• **Do this**: Rewrite the stretch from the line containing "the duck's outstretched" through the end of the material, changing "thickest part" to "widest part" and leaving everything else unchanged.
── Extracted records
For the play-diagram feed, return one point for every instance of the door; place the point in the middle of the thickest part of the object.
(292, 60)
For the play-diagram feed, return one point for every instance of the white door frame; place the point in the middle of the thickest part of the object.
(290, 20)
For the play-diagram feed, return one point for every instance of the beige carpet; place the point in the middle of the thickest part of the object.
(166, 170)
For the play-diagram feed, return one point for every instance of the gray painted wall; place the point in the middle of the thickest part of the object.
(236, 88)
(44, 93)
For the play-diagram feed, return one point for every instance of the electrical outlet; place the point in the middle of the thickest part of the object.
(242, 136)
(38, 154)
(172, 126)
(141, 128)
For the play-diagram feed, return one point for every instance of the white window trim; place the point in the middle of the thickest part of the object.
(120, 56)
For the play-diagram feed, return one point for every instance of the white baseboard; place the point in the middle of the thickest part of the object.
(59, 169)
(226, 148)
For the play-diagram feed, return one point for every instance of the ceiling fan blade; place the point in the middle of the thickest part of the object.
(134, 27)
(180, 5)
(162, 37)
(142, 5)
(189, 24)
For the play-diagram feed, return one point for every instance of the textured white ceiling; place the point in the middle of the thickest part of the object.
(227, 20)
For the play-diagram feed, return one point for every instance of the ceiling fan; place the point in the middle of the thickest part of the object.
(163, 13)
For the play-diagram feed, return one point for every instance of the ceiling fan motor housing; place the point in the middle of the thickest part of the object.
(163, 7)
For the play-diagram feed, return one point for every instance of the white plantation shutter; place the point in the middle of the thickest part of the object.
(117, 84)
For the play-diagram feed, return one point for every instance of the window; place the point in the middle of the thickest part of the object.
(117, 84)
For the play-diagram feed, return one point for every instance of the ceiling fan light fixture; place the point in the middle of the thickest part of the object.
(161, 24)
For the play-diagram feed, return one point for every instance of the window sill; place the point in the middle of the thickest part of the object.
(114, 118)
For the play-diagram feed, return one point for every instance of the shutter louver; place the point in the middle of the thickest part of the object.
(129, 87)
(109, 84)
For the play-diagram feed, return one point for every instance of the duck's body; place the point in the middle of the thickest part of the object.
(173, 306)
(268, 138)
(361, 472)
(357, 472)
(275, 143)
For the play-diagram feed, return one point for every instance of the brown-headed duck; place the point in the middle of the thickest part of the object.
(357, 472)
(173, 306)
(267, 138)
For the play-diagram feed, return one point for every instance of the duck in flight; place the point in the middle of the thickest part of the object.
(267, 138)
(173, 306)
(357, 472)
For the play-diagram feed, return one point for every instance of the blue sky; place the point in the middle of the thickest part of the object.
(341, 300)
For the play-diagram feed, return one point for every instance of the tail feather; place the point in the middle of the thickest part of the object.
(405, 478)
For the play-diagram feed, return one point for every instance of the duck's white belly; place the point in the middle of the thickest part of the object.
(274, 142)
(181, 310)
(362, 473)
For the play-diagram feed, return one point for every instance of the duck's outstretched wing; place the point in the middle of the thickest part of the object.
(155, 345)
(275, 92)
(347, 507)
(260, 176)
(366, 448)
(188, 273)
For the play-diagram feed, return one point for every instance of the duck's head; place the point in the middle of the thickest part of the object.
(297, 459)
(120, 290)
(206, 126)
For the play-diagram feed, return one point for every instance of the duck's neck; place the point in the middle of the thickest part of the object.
────
• **Answer to this task**:
For the play-diagram feed, return one point for every instance of the duck's outstretched wing; place the point in the middle of the widest part of the object.
(155, 345)
(275, 92)
(347, 507)
(260, 176)
(366, 448)
(188, 273)
For the play-diagram feed, return one point for every instance of the duck's head; place the point in the middle of the widest part of the object.
(297, 459)
(120, 290)
(206, 126)
For the play-diagram feed, return one point for every instance of the duck's neck; place the point in the middle of the widest part of the object.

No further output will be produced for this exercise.